Estratto del testo →
○ ○ ○
Enrico Fabbro, nello staff dell’ultima Lazio primavera capace di vincere uno scudetto di categoria (stagione 2000-2001) dice: «Le academy dei grandi club, i campus estivi, i clinic sono macchine da soldi. Vedi questi bambini cicciotelli con allenatori presi chi sa dove, maniaci della tattica che li schierano con il 4-3-3 o a con lo schema ad albero di Natale. Manca del tutto il rapporto con la scuola pubblica. Alle elementari non si fa nulla. Chi insegna nelle palestre che qualifiche ha? Dagli otto ai dodici anni il problema non è che non sanno correre, è che non sanno camminare. Non ci si può stupire se oggi in nazionale, dall’Under 21 a scendere, non c’è un laterale destro d’attacco. È vero che talento si nasce e non si diventa ma di talenti ce ne sono due o tre per squadra. Gli altri sono buoni professionisti che si possono costruire. Quando ho preso Lorenzo De Silvestri alla Lazio, gli ho chiesto dove voleva giocare. Mi ha risposto: dove vuole lei, mister, io vengo dallo sci di fondo».
Le eccezioni ci sono o non sarebbe valida la regola. Uno dei più promettenti calciatori del vivaio milanista è Marco Frigerio, classe 2001 (Allievi nazionali). Figlio di un dirigente d’azienda, non è stato scoperto in Brianza, dove vive, ma ad Ancona durante un Milan camp estivo. Forse in un altro paese starebbe già giocando in prima squadra. Lo stesso si può dire per il coetaneo Daniel Maldini, considerato un talento come il padre Paolo, che però ha esordito in serie A a 16 anni.
Nessuno dei due ragazzi viene da famiglie disagiate. Diversamente, il piccolo calciatore è spesso un investimento, un mutuo, una polizza integrativa. All’inizio, è di sicuro una spesa, un investimento di tempo e di energie.
La frase “vorrei allenare una squadra di orfani”, attribuita a un allenatore delle giovanili, è forse apocrifa. Invece, la frase “gioco per comprare il Cayenne a papà” è autentica, anche se non può essere affiancata a un nome e cognome. L’ex difensore di scuola Milan Davide Corti ha girato il mondo, dalla Norvegia all’Algeria, da Ostia Lido all’Aspire academy del Qatar. Oggi allena i giovani della Cedar Stars Academy del New Jersey, in collaborazione con Tab Ramos, responsabile dell’Under 20 Usa. «A sedici anni», dice, «ero in panchina con il Milan di Arrigo Sacchi. Ero considerato una persona. Oggi il calciatore, appena firma un contratto e guadagna, diventa la pedina di un gioco di scambi. Mi sono spaventato a vedere la fretta dei genitori italiani che considerano i figli come un assegno. Ma non credo che siano il problema principale. Il nostro paese fatica a riconoscere e a premiare l’individuo, preferisce vivere di clientelismo: metto l’amico, competente o incompetente che sia. L’obiettivo dei nostri dirigenti è tenersi la poltrona fino in fondo. Così si è creato un buco educativo di 15-20 anni mentre l’Islanda costruiva centri sportivi e investiva nelle giovanili. Aggiungiamo che noi facciamo le regole per poterle aggirare. All’estero non funziona così. Dopo il suo primo gol con la maglia del Chelsea, Andrij Shevchenko, che veniva dalla serie A e dagli stadi con le barriere, si è buttato fra la folla. La signora responsabile degli steward dei Blues gli ha chiesto di non rifarlo più perché poteva creare problemi di ordine pubblico».
Povero Sheva. Diecimila ore per diventare italiano e cinque minuti per diventare inglese.
○ ○ ○
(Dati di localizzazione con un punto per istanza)
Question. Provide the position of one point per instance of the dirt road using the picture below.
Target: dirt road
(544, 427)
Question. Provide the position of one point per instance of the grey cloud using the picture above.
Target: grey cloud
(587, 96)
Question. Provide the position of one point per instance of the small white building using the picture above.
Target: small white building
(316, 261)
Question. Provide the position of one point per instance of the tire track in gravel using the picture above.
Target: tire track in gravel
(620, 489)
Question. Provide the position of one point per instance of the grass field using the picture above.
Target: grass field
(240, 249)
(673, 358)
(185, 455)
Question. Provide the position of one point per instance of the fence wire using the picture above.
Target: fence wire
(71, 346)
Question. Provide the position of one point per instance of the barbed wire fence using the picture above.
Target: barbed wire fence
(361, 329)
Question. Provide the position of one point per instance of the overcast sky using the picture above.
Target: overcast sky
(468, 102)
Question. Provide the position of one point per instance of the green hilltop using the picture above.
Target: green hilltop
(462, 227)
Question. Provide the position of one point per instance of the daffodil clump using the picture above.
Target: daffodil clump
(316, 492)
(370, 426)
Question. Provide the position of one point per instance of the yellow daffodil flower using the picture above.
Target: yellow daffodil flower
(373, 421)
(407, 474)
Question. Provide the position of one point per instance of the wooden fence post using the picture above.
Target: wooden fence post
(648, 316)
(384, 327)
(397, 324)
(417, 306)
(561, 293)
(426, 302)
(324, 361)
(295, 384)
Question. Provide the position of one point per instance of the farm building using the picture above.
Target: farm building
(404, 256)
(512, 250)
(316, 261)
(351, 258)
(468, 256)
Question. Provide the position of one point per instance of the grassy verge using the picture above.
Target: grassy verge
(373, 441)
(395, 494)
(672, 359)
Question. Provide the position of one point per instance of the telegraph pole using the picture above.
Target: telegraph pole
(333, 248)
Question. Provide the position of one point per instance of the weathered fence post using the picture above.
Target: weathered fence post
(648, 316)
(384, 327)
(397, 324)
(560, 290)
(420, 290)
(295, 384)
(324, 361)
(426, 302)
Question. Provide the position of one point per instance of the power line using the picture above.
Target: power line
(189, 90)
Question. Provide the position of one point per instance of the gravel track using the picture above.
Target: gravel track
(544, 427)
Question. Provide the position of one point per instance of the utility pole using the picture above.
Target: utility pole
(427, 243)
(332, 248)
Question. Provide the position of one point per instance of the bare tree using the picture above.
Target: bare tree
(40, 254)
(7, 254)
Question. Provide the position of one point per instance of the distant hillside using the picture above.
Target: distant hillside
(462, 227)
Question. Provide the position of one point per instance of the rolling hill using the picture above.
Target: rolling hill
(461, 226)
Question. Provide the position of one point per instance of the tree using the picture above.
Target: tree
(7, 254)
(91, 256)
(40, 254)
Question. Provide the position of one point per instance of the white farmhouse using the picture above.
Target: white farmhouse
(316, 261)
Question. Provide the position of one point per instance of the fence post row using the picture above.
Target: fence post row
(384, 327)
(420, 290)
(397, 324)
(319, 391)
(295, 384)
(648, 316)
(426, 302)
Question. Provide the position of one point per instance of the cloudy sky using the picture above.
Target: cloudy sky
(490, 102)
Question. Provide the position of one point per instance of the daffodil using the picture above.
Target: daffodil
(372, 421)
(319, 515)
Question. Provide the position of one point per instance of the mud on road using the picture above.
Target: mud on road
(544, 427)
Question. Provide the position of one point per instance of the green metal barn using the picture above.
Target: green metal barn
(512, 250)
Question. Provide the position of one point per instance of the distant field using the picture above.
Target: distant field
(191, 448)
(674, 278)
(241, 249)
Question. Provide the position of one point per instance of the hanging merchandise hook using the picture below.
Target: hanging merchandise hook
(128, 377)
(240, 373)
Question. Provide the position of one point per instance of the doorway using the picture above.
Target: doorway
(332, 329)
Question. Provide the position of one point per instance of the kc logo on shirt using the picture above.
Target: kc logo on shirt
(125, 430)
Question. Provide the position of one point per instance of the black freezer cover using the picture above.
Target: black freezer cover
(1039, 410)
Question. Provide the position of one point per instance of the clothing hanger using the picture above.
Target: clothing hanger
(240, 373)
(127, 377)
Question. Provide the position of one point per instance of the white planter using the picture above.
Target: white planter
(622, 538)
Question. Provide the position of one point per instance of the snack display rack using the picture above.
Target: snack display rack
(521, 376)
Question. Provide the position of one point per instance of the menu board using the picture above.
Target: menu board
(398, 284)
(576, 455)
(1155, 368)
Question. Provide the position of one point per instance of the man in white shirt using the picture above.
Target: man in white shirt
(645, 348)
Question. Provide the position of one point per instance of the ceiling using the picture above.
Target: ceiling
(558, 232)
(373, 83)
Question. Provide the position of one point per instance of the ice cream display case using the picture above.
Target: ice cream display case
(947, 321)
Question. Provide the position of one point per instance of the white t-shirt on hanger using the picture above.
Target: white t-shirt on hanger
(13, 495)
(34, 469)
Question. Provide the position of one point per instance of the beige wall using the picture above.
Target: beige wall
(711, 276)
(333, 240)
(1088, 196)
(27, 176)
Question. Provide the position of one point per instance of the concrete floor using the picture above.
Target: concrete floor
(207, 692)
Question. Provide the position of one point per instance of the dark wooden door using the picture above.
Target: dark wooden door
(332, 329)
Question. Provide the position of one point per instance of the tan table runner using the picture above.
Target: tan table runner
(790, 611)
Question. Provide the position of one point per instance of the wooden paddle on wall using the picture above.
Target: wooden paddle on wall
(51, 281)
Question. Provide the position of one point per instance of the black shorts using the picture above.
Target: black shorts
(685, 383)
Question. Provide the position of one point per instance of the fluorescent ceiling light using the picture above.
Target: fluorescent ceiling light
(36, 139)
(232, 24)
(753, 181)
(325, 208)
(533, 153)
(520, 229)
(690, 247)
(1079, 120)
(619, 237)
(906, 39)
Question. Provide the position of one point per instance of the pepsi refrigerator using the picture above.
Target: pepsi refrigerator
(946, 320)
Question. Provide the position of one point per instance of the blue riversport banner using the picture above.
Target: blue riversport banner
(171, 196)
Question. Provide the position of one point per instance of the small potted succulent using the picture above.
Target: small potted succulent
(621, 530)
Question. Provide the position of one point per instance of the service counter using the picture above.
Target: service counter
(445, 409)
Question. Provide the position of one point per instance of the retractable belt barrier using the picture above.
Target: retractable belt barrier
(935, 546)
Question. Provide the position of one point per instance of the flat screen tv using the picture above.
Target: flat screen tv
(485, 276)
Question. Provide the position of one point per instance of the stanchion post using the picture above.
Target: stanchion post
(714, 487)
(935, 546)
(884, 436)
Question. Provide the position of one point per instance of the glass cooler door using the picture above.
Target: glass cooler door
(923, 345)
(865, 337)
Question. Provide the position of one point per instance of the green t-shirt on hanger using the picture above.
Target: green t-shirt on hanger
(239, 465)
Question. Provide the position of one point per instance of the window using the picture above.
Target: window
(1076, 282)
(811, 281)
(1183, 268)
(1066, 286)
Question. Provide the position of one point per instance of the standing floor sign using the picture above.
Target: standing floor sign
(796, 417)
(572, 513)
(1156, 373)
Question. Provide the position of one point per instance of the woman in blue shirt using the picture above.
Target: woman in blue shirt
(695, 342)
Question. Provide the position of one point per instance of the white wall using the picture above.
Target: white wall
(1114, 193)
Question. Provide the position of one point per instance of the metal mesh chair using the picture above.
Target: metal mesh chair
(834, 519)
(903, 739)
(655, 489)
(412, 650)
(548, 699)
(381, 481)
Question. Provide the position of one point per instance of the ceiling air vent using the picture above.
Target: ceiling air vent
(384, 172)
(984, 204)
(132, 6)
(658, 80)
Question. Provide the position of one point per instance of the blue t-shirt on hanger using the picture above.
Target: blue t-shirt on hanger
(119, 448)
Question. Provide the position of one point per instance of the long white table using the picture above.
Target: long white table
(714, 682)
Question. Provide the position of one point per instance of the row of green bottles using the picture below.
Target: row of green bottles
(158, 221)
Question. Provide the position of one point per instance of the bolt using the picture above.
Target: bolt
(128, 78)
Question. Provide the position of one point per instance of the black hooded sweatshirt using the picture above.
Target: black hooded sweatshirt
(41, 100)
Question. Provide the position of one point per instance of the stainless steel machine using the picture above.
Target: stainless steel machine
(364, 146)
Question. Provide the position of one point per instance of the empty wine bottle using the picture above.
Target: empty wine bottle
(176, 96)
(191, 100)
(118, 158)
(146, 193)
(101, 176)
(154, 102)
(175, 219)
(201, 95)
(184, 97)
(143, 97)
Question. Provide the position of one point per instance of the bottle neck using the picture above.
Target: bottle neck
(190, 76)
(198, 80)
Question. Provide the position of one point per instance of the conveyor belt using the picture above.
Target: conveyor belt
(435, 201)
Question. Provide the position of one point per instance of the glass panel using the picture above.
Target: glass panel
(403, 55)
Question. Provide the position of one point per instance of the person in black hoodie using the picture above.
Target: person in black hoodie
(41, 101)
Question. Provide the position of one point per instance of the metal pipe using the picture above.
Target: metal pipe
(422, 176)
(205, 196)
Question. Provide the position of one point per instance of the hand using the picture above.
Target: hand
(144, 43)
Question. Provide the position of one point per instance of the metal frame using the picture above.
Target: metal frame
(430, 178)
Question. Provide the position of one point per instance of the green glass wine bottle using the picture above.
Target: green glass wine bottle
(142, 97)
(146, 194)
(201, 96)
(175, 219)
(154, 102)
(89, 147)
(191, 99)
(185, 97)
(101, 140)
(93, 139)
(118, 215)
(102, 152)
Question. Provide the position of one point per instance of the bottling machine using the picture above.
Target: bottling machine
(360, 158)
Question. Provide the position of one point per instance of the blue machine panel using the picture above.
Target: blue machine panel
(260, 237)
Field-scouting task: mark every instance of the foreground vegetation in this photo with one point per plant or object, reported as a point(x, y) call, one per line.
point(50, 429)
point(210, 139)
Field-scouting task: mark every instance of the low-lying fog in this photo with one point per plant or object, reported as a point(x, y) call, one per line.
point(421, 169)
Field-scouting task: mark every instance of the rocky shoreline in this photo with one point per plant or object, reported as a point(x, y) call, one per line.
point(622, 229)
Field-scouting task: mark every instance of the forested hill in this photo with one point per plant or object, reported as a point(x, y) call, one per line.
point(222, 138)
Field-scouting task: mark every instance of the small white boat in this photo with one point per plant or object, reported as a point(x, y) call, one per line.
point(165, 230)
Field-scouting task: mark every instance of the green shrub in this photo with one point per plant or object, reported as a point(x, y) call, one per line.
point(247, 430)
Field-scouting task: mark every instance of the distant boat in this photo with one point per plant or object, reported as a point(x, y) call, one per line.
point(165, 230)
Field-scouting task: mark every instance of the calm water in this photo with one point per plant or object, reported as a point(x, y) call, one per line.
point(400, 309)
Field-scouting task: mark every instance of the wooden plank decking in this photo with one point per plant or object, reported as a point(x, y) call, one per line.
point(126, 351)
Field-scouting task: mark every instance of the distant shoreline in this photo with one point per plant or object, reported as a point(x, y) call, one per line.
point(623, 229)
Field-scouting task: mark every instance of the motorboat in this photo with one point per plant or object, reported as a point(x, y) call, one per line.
○ ○ ○
Consegna →
Risponda alle domande sul brano dedicato al calcio giovanile.
(a) In quale stagione l'ultima Lazio primavera di cui faceva parte lo staff di Enrico Fabbro vinse uno scudetto di categoria?
(b) In quale città e in quale occasione è stato scoperto Marco Frigerio?
(c) Con chi collabora Davide Corti alla Cedar Stars Academy del New Jersey?
Le voci non hanno alcuna rilevanza ai fini della consegna.

Risposta →
(a) Nella stagione 2000-2001.
(b) Ad Ancona, durante un Milan camp estivo.
(c) Con Tab Ramos, responsabile dell'Under 20 Usa.